**TEXTO SELECCIONADO:**
====

Pues bien, hoy algunos militares se preguntan si es razonable mantener esa quietud en momentos de crisis excepcional, cuando la norma, hecha y pensada para situaciones de normalidad, resulta insuficiente ante lo extraordinario. Se preguntan si, necesariamente, deben permanecer inmóviles observando cómo avanza el incendio y cómo los cántaros con gasolina van llegando. En América del Sur, un suceso avivó esta reflexión. En el 2019, el general EB Williams Kaliman, Comandante en Jefe de las Fuerzas Armadas de Bolivia, “resolvió” un contexto de incertidumbre y caos en su país cuando le sugirió públicamente al presidente Evo Morales que renuncie al cargo, algo que al final sucedió. La crisis en Bolivia pudo haber sido excepcional: Morales era acusado de querer perpetuarse en el poder, había ganado unas elecciones que eran cuestionadas por la OEA, su legitimidad política era precaria, y se desataban protestas con violencia en gran parte del territorio.

====

[Datos de localización de objetos mediante lenguaje natural]

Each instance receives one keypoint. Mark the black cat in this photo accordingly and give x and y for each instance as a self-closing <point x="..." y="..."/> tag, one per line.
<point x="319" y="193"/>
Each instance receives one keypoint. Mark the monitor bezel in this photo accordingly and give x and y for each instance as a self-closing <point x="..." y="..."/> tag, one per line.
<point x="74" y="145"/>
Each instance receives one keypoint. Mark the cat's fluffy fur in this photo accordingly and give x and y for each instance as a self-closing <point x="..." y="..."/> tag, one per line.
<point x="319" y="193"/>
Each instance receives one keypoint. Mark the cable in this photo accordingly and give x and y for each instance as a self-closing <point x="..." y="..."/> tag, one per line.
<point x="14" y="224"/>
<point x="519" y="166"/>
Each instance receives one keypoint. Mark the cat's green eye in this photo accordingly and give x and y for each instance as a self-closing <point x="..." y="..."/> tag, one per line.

====

**EJERCICIOS PROPUESTOS:**
a - Enumera las circunstancias con las que el texto seleccionado justifica que la crisis en Bolivia pudo haber sido excepcional.
b - Según el texto seleccionado, ¿qué cargo ocupaba el general Williams Kaliman en 2019?
Los registros provienen de una fuente distinta.

**RESPUESTAS POR EJERCICIO:**
a -
- Morales era acusado de querer perpetuarse en el poder.
- Había ganado unas elecciones cuestionadas por la OEA.
- Su legitimidad política era precaria.
- Se desataban protestas con violencia en gran parte del territorio.

b - Comandante en Jefe de las Fuerzas Armadas de Bolivia.